- Opening Delimiter -

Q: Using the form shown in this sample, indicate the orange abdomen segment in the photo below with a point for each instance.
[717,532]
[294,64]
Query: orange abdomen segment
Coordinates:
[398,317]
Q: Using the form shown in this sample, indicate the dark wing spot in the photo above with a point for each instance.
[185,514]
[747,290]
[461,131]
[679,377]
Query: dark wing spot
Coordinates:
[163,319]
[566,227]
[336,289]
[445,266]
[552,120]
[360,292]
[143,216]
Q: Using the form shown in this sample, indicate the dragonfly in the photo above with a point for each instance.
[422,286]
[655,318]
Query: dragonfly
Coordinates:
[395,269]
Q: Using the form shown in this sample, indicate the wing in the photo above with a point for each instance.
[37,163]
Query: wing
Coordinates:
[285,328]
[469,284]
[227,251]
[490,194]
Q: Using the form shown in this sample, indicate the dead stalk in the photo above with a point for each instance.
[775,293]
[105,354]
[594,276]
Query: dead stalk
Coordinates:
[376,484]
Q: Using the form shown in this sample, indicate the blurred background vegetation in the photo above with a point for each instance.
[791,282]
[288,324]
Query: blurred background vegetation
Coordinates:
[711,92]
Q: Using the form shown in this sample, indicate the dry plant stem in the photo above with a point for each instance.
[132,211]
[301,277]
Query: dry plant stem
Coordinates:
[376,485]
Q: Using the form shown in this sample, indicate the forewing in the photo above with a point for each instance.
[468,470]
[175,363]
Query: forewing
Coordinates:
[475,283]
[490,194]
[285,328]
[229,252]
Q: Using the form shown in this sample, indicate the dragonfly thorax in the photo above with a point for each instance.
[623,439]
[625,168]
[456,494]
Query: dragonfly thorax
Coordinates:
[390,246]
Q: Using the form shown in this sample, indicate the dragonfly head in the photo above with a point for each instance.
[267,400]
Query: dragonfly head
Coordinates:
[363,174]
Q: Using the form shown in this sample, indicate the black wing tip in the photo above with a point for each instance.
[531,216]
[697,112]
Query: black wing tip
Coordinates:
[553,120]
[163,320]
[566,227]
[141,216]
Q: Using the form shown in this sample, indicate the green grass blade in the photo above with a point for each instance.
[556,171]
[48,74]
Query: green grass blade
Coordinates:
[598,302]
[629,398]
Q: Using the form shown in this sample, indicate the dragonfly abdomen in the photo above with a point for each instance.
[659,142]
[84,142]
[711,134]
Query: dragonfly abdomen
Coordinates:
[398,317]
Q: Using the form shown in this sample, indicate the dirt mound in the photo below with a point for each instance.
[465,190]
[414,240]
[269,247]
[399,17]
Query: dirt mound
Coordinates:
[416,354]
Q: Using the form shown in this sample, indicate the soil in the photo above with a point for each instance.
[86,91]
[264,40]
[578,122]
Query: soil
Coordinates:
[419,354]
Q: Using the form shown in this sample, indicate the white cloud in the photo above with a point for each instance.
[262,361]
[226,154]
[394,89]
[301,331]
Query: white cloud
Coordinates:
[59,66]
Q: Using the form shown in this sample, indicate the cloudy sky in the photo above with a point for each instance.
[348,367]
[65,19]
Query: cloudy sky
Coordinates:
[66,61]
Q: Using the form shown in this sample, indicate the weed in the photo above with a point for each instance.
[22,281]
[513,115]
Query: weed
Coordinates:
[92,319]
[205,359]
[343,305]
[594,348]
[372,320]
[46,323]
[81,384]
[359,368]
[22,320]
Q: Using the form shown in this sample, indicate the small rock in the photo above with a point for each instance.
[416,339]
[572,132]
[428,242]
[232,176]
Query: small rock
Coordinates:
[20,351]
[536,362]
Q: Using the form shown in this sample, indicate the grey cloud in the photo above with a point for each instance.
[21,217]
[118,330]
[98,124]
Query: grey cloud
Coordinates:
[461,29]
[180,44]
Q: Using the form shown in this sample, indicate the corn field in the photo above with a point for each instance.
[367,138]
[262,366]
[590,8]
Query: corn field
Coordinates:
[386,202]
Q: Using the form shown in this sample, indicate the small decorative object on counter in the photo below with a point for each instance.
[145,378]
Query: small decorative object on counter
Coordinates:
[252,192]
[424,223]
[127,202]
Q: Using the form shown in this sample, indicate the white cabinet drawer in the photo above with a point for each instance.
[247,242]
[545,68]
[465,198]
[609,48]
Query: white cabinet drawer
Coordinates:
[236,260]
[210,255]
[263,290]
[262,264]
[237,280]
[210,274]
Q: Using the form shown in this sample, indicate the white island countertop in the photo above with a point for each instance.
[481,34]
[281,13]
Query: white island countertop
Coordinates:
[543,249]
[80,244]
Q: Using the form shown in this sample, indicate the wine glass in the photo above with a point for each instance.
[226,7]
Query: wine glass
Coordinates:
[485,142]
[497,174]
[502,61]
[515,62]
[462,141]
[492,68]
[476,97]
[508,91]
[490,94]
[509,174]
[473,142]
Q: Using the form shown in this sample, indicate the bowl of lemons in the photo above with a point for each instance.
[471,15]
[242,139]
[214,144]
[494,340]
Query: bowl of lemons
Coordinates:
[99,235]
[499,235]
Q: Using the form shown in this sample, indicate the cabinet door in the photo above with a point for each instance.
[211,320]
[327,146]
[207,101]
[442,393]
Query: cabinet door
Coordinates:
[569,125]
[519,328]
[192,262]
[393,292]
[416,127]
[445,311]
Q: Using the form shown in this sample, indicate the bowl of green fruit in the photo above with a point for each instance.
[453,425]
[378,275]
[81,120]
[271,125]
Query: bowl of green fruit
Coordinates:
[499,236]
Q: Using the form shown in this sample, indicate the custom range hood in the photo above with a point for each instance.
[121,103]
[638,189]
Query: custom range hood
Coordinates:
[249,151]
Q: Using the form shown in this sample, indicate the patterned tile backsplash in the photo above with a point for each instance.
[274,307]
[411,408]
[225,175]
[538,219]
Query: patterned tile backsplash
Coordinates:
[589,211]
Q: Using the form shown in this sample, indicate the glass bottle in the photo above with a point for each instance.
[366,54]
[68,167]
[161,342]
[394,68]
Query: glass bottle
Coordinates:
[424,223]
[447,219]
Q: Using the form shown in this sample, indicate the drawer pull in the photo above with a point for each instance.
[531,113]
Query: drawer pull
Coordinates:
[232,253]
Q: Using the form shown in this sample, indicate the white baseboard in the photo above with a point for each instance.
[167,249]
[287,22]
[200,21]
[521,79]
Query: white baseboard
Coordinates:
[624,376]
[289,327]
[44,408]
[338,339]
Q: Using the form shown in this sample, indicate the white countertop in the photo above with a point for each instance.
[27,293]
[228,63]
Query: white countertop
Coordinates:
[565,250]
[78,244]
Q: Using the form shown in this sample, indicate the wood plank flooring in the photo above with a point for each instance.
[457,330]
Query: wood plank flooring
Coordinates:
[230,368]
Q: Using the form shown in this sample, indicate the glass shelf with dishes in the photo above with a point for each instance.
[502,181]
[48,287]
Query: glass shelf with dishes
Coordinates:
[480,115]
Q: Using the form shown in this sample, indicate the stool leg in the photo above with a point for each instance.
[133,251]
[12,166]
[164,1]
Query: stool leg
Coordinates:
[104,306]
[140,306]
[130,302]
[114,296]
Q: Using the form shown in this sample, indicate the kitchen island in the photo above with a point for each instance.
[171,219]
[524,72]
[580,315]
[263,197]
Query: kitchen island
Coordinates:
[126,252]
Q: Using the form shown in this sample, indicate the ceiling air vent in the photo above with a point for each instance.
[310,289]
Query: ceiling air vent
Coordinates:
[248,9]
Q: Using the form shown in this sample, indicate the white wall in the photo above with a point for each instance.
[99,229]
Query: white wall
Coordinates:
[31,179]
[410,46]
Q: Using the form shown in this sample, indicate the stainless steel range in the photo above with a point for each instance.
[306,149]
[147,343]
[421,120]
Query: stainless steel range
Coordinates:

- Closing Delimiter -

EXERCISE DIRECTIONS:
Each line of the listing is to be reproduced verbatim.

SOLUTION TO THIS EXERCISE:
Q: Using the form shown in this sample, indicate the orange abdomen segment in the photo below with a point for each instance.
[717,532]
[294,64]
Query: orange abdomen segment
Coordinates:
[398,317]
Q: Using the form shown in this sample, indicate the dark wing spot in the photo above with a point for each instance.
[185,514]
[747,290]
[461,131]
[679,377]
Query: dark wing spot
Coordinates:
[163,319]
[566,227]
[336,289]
[445,266]
[552,120]
[360,292]
[143,216]
Q: Using the form shown in this sample, indicate the dragonfly in the photo above with a point for each instance.
[422,286]
[655,318]
Query: dragonfly
Coordinates:
[395,269]
Q: Using the form shown in this sample, indicate the wing in the photo above with a point for each instance.
[37,163]
Query: wing
Coordinates:
[285,328]
[469,284]
[227,251]
[490,194]
Q: Using the form shown in this sample, indicate the dead stalk in the photo above with a point for each instance.
[775,293]
[105,354]
[594,276]
Query: dead stalk
Coordinates:
[376,484]
Q: Using the form shown in this sample, indicate the blurred background vegetation in the photo above with a point for each instance.
[791,282]
[288,324]
Query: blurred background vegetation
Coordinates:
[711,92]
Q: Using the form shown in this sample, indicate the dry plant stem in the photo above with a point for each instance.
[132,211]
[301,277]
Query: dry plant stem
Coordinates:
[376,485]
Q: Using the form shown in this sample, indicate the forewing in the photo above with a point for each instance.
[468,470]
[175,363]
Query: forewing
Coordinates:
[475,283]
[490,194]
[285,328]
[229,252]
Q: Using the form shown in this sample, indicate the dragonfly thorax in the photo above with a point for each instance.
[623,439]
[625,168]
[456,494]
Query: dragonfly thorax
Coordinates:
[390,246]
Q: Using the form shown in this sample, indicate the dragonfly head in the photo above with a point for each instance.
[267,400]
Query: dragonfly head
Coordinates:
[363,174]
Q: Using the form shown in this sample, indicate the black wing tip in the photo above with a point for each instance.
[531,216]
[697,112]
Query: black wing tip
Coordinates:
[553,120]
[163,320]
[566,227]
[141,216]
Q: Using the form shown in this sample, indicate the green grass blade in the photo above with a point for each instance.
[556,171]
[48,74]
Query: green grass blade
Coordinates:
[598,302]
[629,398]
Q: Using the form shown in this sample, indicate the dragonfly abdomen in the photo above with a point for each instance.
[659,142]
[84,142]
[711,134]
Query: dragonfly abdomen
Coordinates:
[398,317]
Q: Using the form shown in this sample, indicate the dirt mound in the photo below with a point for each instance.
[465,190]
[414,240]
[269,247]
[399,17]
Query: dirt mound
Coordinates:
[416,354]
Q: Using the form shown in this sample, indicate the soil in the photo above with a point for each instance.
[86,91]
[264,40]
[578,122]
Query: soil
Coordinates:
[419,354]
Q: Using the form shown in this sample, indicate the white cloud in the photo above with a point for each instance.
[262,361]
[226,154]
[394,89]
[301,331]
Query: white cloud
Coordinates:
[59,66]
Q: Using the form shown in this sample, indicate the cloudy sky in the photo above with a point for each instance.
[348,367]
[65,19]
Query: cloudy sky
Coordinates:
[66,61]
Q: Using the form shown in this sample, indicate the weed in the photo above with a point for each instance.
[22,281]
[513,115]
Query: weed
Coordinates:
[92,319]
[205,359]
[343,305]
[594,348]
[372,320]
[46,323]
[81,384]
[359,368]
[22,320]
Q: Using the form shown in this sample, indicate the small rock in the photo above with a point for each instance.
[416,339]
[572,132]
[428,242]
[232,176]
Query: small rock
Coordinates:
[20,351]
[536,362]
Q: Using the form shown in this sample, indicate the grey cloud in the photo above with a point for each instance.
[21,217]
[118,330]
[98,124]
Query: grey cloud
Coordinates:
[461,29]
[180,44]
Q: Using the form shown in this sample, indicate the corn field in the photo above with a point for each instance.
[367,138]
[262,366]
[590,8]
Query: corn field
Coordinates:
[386,202]
Q: Using the form shown in this sample, indicate the small decorative object on counter in the photo below with a point for each instance.
[145,378]
Query: small decorative object on counter
Coordinates:
[252,192]
[424,223]
[127,202]
Q: Using the form shown in this sample, indicate the white cabinet drawer in the photo above with a point for each instance.
[247,242]
[545,68]
[465,198]
[609,48]
Query: white cabinet drawer
Coordinates:
[236,260]
[210,255]
[263,290]
[262,264]
[237,280]
[210,274]
Q: Using the form shown in this sample, indicate the white island countertop in the photo above with a point for each instance.
[481,34]
[281,13]
Query: white island countertop
Coordinates:
[543,249]
[80,244]
Q: Using the form shown in this sample, indicate the wine glass in the photo above with a point for each instance.
[226,7]
Query: wine glass
Coordinates:
[485,142]
[497,174]
[502,61]
[515,62]
[462,141]
[492,68]
[476,97]
[508,91]
[490,94]
[509,174]
[473,142]
Q: Using the form shown in this sample, indicate the bowl of lemons in the photo above with a point for each instance.
[471,15]
[242,139]
[214,144]
[494,340]
Query: bowl of lemons
Coordinates:
[99,235]
[499,235]
Q: Using the form shown in this sample, indicate the cabinet door in the photo above with a point for each instance.
[211,320]
[327,146]
[207,101]
[442,393]
Query: cabinet door
Coordinates:
[569,125]
[519,328]
[192,262]
[393,292]
[416,127]
[445,311]
Q: Using the form shown in this sample, indicate the bowl of green fruit in the photo above with a point for each instance.
[453,425]
[378,275]
[81,120]
[271,125]
Query: bowl of green fruit
Coordinates:
[499,236]
Q: Using the form shown in this sample, indicate the custom range hood in the photo above with a point for each instance.
[121,103]
[638,189]
Query: custom range hood
Coordinates:
[249,151]
Q: Using the form shown in this sample, indicate the patterned tile backsplash in the photo above with a point for each instance.
[274,307]
[411,408]
[225,175]
[538,219]
Query: patterned tile backsplash
Coordinates:
[589,211]
Q: Using the form shown in this sample, indicate the glass bottle in the photo above with a point for each instance.
[366,54]
[68,167]
[161,342]
[394,68]
Query: glass bottle
Coordinates:
[424,223]
[447,219]
Q: Using the form shown in this sample, indicate the drawer pull in the photo above with a point for each instance.
[531,113]
Query: drawer pull
Coordinates:
[232,253]
Q: Using the form shown in this sample, indicate the white baseboard in the photo above with a point for each instance.
[167,249]
[287,22]
[200,21]
[521,79]
Query: white baseboard
Coordinates:
[624,376]
[289,327]
[44,408]
[338,339]
Q: Using the form shown in this sample, indicate the white countertop in the photo above with a point for each instance.
[27,293]
[228,63]
Query: white countertop
Coordinates:
[565,250]
[78,244]
Q: Using the form shown in this sample, indicate the wood plank flooring in the photo above with a point for each instance.
[457,330]
Query: wood plank flooring
Coordinates:
[230,368]
Q: Using the form shown in this sample, indicate the glass shelf with dishes in the photo above with a point for each instance.
[502,181]
[48,287]
Query: glass shelf with dishes
Coordinates:
[480,115]
Q: Using the form shown in this sample, indicate the stool leg in the photo above with a point for each instance.
[133,251]
[12,166]
[164,1]
Query: stool leg
Coordinates:
[104,306]
[140,306]
[130,302]
[114,296]
Q: Using the form shown in this sample, indicate the kitchen island in the photo above with a point for each instance.
[171,219]
[524,72]
[580,315]
[263,197]
Query: kitchen island
Coordinates:
[126,252]
Q: Using the form shown in this sample, indicate the ceiling air vent in the photo above with a point for each instance.
[310,289]
Query: ceiling air vent
Coordinates:
[248,9]
Q: Using the form shown in this sample, indicate the white wall in the photo above with a point for each instance.
[99,229]
Query: white wall
Coordinates:
[31,179]
[410,46]
Q: Using the form shown in this sample, indicate the stainless steel range in the photo above with a point for each instance.
[306,149]
[147,343]
[421,120]
Query: stainless steel range
Coordinates:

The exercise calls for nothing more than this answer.